# Stored data:
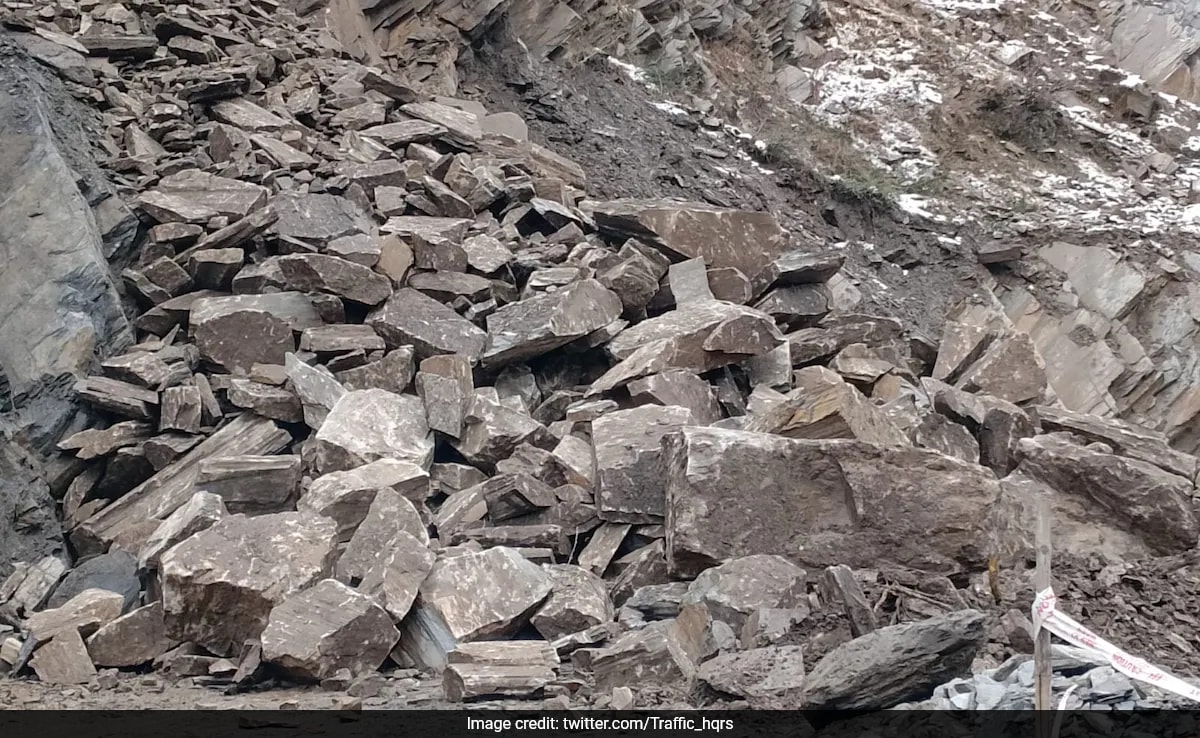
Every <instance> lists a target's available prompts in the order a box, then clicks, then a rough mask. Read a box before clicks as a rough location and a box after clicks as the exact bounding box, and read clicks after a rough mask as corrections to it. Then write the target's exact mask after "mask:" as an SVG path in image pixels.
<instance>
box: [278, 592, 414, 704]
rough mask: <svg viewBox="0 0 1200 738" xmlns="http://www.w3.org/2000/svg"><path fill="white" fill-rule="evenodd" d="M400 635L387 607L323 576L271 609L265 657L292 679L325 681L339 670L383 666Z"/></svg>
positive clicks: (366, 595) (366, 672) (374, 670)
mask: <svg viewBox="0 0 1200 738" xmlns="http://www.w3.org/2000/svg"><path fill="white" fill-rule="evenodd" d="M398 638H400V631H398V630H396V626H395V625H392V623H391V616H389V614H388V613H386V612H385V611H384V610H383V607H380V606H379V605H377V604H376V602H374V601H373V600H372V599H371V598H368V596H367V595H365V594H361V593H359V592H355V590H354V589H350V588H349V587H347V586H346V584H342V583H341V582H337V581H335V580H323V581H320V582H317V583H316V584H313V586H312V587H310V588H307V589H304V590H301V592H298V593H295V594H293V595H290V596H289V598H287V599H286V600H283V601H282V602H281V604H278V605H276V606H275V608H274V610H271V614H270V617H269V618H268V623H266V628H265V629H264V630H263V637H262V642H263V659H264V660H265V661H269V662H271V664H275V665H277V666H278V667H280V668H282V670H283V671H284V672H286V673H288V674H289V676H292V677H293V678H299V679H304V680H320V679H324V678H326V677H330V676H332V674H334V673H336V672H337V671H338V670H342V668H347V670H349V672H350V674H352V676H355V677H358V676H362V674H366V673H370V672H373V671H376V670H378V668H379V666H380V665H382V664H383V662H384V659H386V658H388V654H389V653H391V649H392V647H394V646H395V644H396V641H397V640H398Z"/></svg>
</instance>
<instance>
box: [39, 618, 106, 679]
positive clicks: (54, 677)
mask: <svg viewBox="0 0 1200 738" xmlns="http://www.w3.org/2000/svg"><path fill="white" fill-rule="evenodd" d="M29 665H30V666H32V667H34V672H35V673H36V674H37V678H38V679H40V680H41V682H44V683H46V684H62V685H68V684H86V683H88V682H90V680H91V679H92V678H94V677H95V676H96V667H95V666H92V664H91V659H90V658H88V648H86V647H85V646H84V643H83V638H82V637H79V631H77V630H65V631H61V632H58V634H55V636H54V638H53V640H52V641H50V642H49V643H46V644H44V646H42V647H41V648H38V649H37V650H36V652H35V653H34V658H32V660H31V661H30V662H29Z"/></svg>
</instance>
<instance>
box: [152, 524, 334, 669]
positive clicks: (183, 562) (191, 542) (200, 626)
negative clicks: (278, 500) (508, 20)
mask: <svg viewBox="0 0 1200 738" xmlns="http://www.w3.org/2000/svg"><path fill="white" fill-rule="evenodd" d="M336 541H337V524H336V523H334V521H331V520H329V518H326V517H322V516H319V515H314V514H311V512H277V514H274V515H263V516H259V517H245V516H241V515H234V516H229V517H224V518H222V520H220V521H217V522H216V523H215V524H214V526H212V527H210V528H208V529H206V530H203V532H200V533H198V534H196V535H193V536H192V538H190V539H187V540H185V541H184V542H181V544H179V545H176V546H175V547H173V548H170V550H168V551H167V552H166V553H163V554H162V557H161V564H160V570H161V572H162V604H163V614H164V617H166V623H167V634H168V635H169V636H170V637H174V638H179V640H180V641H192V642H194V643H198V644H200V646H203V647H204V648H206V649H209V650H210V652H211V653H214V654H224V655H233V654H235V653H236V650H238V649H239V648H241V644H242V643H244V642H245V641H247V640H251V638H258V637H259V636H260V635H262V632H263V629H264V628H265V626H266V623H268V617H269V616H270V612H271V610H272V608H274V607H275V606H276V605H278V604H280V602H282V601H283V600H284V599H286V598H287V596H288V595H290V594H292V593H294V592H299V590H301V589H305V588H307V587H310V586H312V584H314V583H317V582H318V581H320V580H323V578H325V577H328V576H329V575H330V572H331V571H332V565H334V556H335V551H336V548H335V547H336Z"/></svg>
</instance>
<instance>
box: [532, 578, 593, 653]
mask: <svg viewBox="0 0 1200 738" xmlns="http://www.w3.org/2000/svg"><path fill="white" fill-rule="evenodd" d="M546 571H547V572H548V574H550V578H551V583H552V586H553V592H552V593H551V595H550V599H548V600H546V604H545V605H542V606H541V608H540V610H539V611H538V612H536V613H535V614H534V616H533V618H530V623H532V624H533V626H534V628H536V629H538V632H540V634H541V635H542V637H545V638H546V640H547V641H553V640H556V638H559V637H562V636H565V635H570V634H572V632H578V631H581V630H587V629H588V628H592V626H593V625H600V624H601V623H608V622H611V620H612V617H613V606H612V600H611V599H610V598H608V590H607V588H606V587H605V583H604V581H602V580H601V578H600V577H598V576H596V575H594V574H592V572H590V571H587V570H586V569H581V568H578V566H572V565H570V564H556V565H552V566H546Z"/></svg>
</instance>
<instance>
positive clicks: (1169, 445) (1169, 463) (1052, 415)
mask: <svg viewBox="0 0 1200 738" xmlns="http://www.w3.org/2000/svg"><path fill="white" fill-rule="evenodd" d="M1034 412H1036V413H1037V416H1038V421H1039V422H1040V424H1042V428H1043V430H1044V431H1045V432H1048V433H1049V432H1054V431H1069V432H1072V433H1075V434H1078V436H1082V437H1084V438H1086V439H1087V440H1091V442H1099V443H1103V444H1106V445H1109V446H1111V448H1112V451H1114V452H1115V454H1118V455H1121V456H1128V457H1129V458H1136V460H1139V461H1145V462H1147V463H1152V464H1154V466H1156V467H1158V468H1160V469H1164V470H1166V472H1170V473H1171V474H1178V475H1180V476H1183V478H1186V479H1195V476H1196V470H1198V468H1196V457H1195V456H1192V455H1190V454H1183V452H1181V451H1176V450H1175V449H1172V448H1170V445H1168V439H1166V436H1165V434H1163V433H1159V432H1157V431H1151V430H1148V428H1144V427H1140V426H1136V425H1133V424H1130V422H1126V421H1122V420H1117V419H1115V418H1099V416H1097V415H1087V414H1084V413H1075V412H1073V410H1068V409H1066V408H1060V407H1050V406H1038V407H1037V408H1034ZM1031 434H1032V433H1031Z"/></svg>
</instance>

# Problem requirements:
Write every record out again exactly, omitting the pictures they hold.

# Response to the exercise:
Every <instance> lists a target's available prompts in the order a box, then clicks, then a rough mask. Read a box before clicks as a rough location and a box after clicks as the exact bounding box, and read clicks after a rough mask as corrections to it. Then write the target's exact mask after "mask:" as an SVG path in image pixels.
<instance>
box: [278, 592, 414, 704]
rough mask: <svg viewBox="0 0 1200 738" xmlns="http://www.w3.org/2000/svg"><path fill="white" fill-rule="evenodd" d="M400 635L387 607L323 576L271 609L265 657L292 679L325 681L339 670L383 666Z"/></svg>
positive clicks: (366, 595) (366, 672) (374, 670)
mask: <svg viewBox="0 0 1200 738" xmlns="http://www.w3.org/2000/svg"><path fill="white" fill-rule="evenodd" d="M398 638H400V631H398V630H396V626H395V625H392V623H391V616H389V614H388V613H386V612H385V611H384V610H383V607H380V606H379V605H377V604H376V602H374V601H373V600H372V599H371V598H368V596H367V595H365V594H361V593H359V592H355V590H354V589H350V588H349V587H347V586H346V584H342V583H341V582H337V581H335V580H323V581H320V582H317V583H316V584H313V586H312V587H310V588H307V589H304V590H301V592H298V593H295V594H293V595H290V596H289V598H287V599H286V600H283V601H282V602H281V604H278V605H276V606H275V608H274V610H271V614H270V617H269V618H268V623H266V628H265V629H264V630H263V637H262V642H263V659H264V660H265V661H269V662H271V664H275V665H277V666H278V667H280V668H282V670H283V671H284V672H286V673H288V674H289V676H292V677H293V678H299V679H304V680H320V679H324V678H326V677H330V676H332V674H334V673H336V672H337V671H338V670H342V668H347V670H349V672H350V674H352V676H355V677H358V676H362V674H366V673H370V672H373V671H376V670H378V668H379V666H380V665H382V664H383V662H384V659H386V658H388V654H389V653H391V649H392V647H394V646H395V644H396V641H397V640H398Z"/></svg>
</instance>
<instance>
box: [39, 618, 106, 679]
positive clicks: (54, 677)
mask: <svg viewBox="0 0 1200 738" xmlns="http://www.w3.org/2000/svg"><path fill="white" fill-rule="evenodd" d="M29 665H30V666H32V667H34V672H35V673H36V674H37V678H38V679H40V680H41V682H44V683H46V684H62V685H68V684H86V683H88V682H90V680H91V679H92V678H94V677H95V676H96V667H95V666H92V664H91V659H90V658H88V648H86V647H85V646H84V643H83V638H82V637H79V631H77V630H65V631H61V632H58V634H55V636H54V638H53V640H52V641H50V642H49V643H46V644H44V646H42V647H41V648H38V649H37V650H36V652H35V653H34V658H32V660H31V661H30V662H29Z"/></svg>
</instance>
<instance>
box: [152, 524, 334, 669]
positive clicks: (183, 562) (191, 542) (200, 626)
negative clicks: (278, 500) (508, 20)
mask: <svg viewBox="0 0 1200 738" xmlns="http://www.w3.org/2000/svg"><path fill="white" fill-rule="evenodd" d="M336 541H337V524H336V523H334V521H331V520H329V518H326V517H322V516H319V515H314V514H311V512H277V514H274V515H263V516H259V517H245V516H241V515H234V516H229V517H224V518H222V520H220V521H217V522H216V523H215V524H214V526H212V527H210V528H208V529H206V530H203V532H200V533H198V534H196V535H193V536H192V538H190V539H187V540H185V541H184V542H181V544H179V545H176V546H175V547H173V548H170V550H168V551H167V552H166V553H163V554H162V557H161V564H160V570H161V572H162V604H163V614H164V617H166V623H167V634H168V635H169V636H170V637H174V638H179V640H180V641H192V642H194V643H198V644H200V646H203V647H204V648H206V649H209V650H210V652H211V653H214V654H224V655H233V654H235V653H236V650H238V649H239V648H241V644H242V643H244V642H245V641H247V640H251V638H258V637H259V636H260V635H262V632H263V629H264V628H265V626H266V623H268V617H269V616H270V612H271V610H272V608H274V607H275V606H276V605H278V604H280V602H282V601H283V600H284V599H286V598H287V596H288V595H290V594H292V593H294V592H299V590H301V589H305V588H307V587H310V586H312V584H314V583H317V582H318V581H320V580H323V578H325V577H328V576H329V575H330V572H331V571H332V565H334V556H335V551H336V548H335V547H336Z"/></svg>
</instance>
<instance>
box: [532, 578, 593, 653]
mask: <svg viewBox="0 0 1200 738" xmlns="http://www.w3.org/2000/svg"><path fill="white" fill-rule="evenodd" d="M546 571H547V572H548V574H550V578H551V583H552V586H553V592H552V593H551V595H550V599H548V600H546V604H545V605H542V606H541V608H540V610H539V611H538V612H536V613H535V614H534V616H533V618H530V623H532V624H533V626H534V628H536V629H538V632H540V634H541V635H542V637H545V638H546V640H547V641H553V640H556V638H559V637H562V636H565V635H570V634H572V632H578V631H581V630H587V629H588V628H592V626H593V625H600V624H601V623H608V622H611V620H612V617H613V606H612V600H611V599H610V598H608V590H607V588H606V587H605V583H604V581H602V580H601V578H600V577H598V576H596V575H594V574H592V572H590V571H587V570H586V569H581V568H578V566H572V565H570V564H556V565H552V566H546Z"/></svg>
</instance>
<instance>
positive clicks: (1169, 445) (1169, 463) (1052, 415)
mask: <svg viewBox="0 0 1200 738" xmlns="http://www.w3.org/2000/svg"><path fill="white" fill-rule="evenodd" d="M1034 412H1036V413H1037V416H1038V421H1039V422H1040V424H1042V428H1043V430H1044V431H1045V432H1048V433H1049V432H1054V431H1069V432H1072V433H1075V434H1078V436H1082V437H1084V438H1086V439H1087V440H1091V442H1099V443H1103V444H1106V445H1109V446H1111V448H1112V451H1114V452H1115V454H1118V455H1121V456H1128V457H1129V458H1136V460H1139V461H1145V462H1147V463H1152V464H1154V466H1156V467H1158V468H1160V469H1164V470H1166V472H1170V473H1171V474H1178V475H1180V476H1183V478H1186V479H1195V476H1196V470H1198V468H1196V457H1195V456H1192V455H1190V454H1183V452H1181V451H1176V450H1175V449H1172V448H1170V445H1168V439H1166V436H1165V434H1163V433H1159V432H1157V431H1151V430H1148V428H1144V427H1140V426H1136V425H1133V424H1130V422H1126V421H1122V420H1117V419H1115V418H1099V416H1097V415H1087V414H1084V413H1075V412H1073V410H1068V409H1066V408H1060V407H1050V406H1038V407H1037V408H1034ZM1031 434H1032V433H1031Z"/></svg>
</instance>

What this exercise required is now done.